* [Task to carry out]:
Reproduce the lines from the one containing "Where can you see the nose" through the one containing "(1129, 435)", both included, with no changes.

[Start of Dataset excerpts]

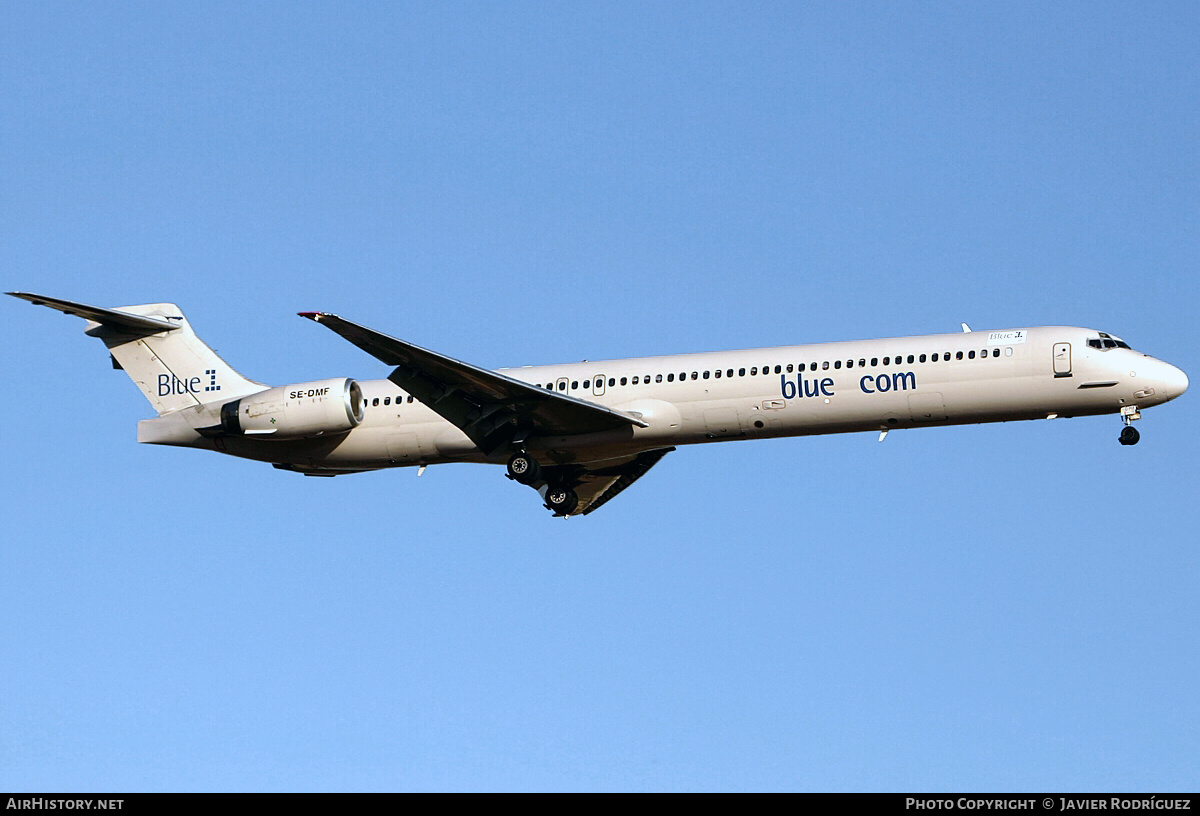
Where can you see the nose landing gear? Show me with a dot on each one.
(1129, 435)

[End of Dataset excerpts]
[Start of Dataset excerpts]

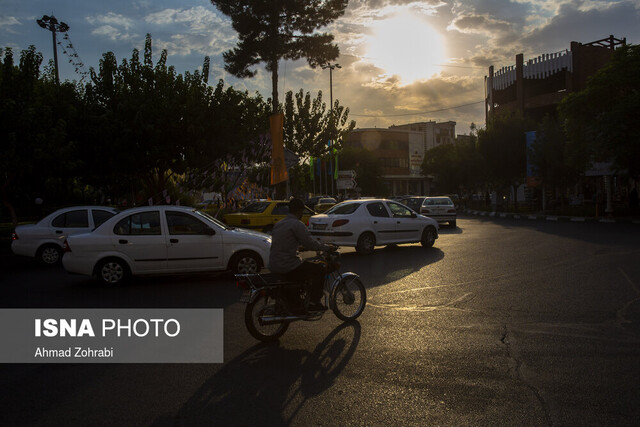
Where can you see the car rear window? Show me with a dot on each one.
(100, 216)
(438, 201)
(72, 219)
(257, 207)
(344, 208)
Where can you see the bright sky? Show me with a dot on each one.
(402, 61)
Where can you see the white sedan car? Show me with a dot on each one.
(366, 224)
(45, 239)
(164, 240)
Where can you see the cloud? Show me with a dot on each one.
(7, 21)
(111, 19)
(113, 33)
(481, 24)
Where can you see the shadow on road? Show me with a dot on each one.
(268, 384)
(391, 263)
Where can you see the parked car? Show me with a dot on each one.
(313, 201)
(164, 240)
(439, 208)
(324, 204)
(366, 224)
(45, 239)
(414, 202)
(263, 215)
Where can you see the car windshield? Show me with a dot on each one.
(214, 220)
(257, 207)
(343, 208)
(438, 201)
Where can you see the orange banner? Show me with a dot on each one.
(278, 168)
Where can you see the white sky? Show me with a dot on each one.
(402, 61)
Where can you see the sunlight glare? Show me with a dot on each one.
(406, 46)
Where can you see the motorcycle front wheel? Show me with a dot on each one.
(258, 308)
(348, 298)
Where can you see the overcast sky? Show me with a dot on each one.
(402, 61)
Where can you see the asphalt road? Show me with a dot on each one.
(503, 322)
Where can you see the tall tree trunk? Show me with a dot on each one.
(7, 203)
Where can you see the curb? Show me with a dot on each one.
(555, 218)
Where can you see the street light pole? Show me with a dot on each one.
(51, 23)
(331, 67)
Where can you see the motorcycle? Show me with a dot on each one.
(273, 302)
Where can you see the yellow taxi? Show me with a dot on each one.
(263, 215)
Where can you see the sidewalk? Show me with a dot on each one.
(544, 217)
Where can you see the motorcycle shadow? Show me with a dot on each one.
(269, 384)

[End of Dataset excerpts]
[Start of Dataset excerpts]

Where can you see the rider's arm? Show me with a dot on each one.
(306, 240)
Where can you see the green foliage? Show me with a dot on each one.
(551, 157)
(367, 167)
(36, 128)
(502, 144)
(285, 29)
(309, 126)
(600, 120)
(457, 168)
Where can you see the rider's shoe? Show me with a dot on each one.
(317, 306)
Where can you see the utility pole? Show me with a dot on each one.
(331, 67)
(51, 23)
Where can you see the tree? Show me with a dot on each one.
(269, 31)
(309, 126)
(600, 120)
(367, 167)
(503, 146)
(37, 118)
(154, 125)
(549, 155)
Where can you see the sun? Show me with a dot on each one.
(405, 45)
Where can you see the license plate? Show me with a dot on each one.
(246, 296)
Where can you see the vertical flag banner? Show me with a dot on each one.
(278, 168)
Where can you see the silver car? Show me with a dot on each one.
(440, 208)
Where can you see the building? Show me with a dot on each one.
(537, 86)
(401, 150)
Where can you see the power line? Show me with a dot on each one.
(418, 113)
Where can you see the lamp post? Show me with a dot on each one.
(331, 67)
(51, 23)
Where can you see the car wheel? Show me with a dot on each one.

[End of Dataset excerpts]

* [Written answer]:
Where can you see the nose landing gear? Show me with a dot on each one.
(1129, 435)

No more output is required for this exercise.